• WHAT THE EXERCISE ASKS: For every record beneath this instruction, give an exact repetition, omitting images.

• GIVEN DATA:

▶

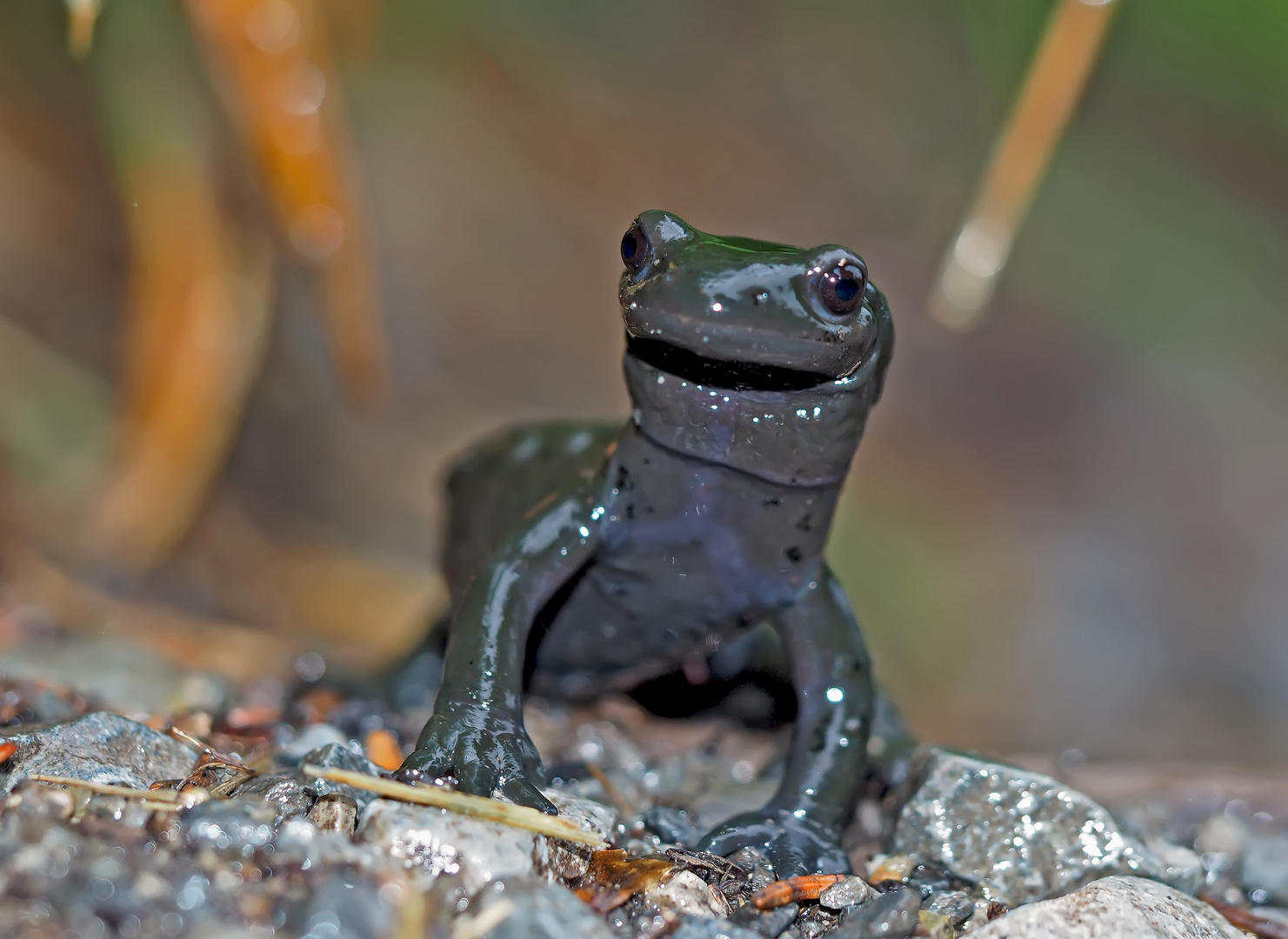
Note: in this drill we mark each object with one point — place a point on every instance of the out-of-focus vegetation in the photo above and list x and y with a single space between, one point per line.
1068 529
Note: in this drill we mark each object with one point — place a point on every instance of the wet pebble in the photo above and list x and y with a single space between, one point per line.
893 915
714 929
335 812
531 909
284 791
339 756
101 748
769 923
1113 909
1265 866
1020 835
232 826
955 904
846 893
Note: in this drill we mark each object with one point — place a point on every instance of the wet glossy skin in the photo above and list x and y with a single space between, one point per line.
599 556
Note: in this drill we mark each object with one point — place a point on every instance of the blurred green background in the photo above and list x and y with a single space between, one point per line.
1067 529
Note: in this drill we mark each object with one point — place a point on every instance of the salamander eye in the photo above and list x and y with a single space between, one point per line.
841 288
635 249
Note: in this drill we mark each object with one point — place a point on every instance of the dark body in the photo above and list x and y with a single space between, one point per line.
751 369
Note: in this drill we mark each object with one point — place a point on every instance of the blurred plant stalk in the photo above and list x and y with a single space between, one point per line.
197 307
273 66
1051 89
120 484
82 16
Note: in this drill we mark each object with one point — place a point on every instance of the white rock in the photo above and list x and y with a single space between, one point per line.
1114 909
1020 835
688 894
441 842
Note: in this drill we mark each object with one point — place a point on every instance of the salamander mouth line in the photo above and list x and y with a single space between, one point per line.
715 372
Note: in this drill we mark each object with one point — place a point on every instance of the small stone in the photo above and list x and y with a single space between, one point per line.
98 748
955 904
339 756
37 799
674 826
714 929
846 893
1113 909
1020 835
1223 834
814 922
690 896
769 923
1265 866
531 909
567 861
335 812
891 869
230 824
889 916
757 863
439 842
288 794
310 740
935 925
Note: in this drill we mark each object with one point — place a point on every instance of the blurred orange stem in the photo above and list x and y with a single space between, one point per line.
1051 90
273 63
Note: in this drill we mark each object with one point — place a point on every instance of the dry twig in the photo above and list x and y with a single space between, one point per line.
478 807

◀

• REPLY:
Note: in this drill we mark each object with one point — place a point on every instance of the out-of-focus vegetation in the photo above and list x and y with a single space between, one point per line.
1068 529
Note: in this drill we mark each object with one point — place a point on every instance of the wet pebble in the photo above and list x and y with a single space between, one point per line.
893 915
714 929
335 812
531 909
284 791
339 756
101 748
769 923
1113 909
1265 866
1020 835
232 826
955 904
846 893
Note: in this drill we mark each object with one point — place a point on every instance of the wet glossy skin in the photo above and list x and y with a single space between, one point per line.
599 556
Note: in this drill we mark each object with one point — place a point on every instance of the blurred green background in the photo above and list x and y with a single space between, one point per line.
1067 529
Note: in this drill we mark each object with one point — place a point on every instance of the salamander eye in the photo above and list x and y with a single space between, one point per line.
841 288
635 249
Note: in this drill we mark each object with one point — place a point on every instance of the dark body in the photo above and list x and y with a single space between, one point per line.
751 369
Note: in this drill we mark each object with one point — place a point on every instance of the blurred plant stalk in the photo above and list x and y with a single space between, one point per line.
197 307
273 66
1051 89
120 484
82 16
Note: in this drill we mark each object with one point — place a point on every instance of the white rock in the photo above and list x and y with a single space between, one point per line.
1114 909
1020 835
688 894
441 842
Note: in this drill we mark each object with one point — place a point on every instance of the salamander mouth line in the photo above and list x and y with a single space between, one point per line.
715 372
Note: in this drill we mark each object with one point — place a point on every instance of the small stone in the photo above and list x and y with a single space between, one point per line.
98 748
955 904
339 756
37 799
674 826
714 929
846 893
1113 909
1020 835
1223 834
814 922
690 896
769 923
1265 866
531 909
567 861
335 812
891 869
230 824
889 916
757 863
439 842
288 794
310 740
935 925
Note: in this drill we mark each object with one point — place a point on every instance of the blurred orange stem in the photo above and list x and y with a single space between, one point per line.
1051 90
273 63
Note: in this drill we mark each object with one point — place a point on every instance of the dry twig in the photo above and list x and y with a single space between, one point per line.
478 807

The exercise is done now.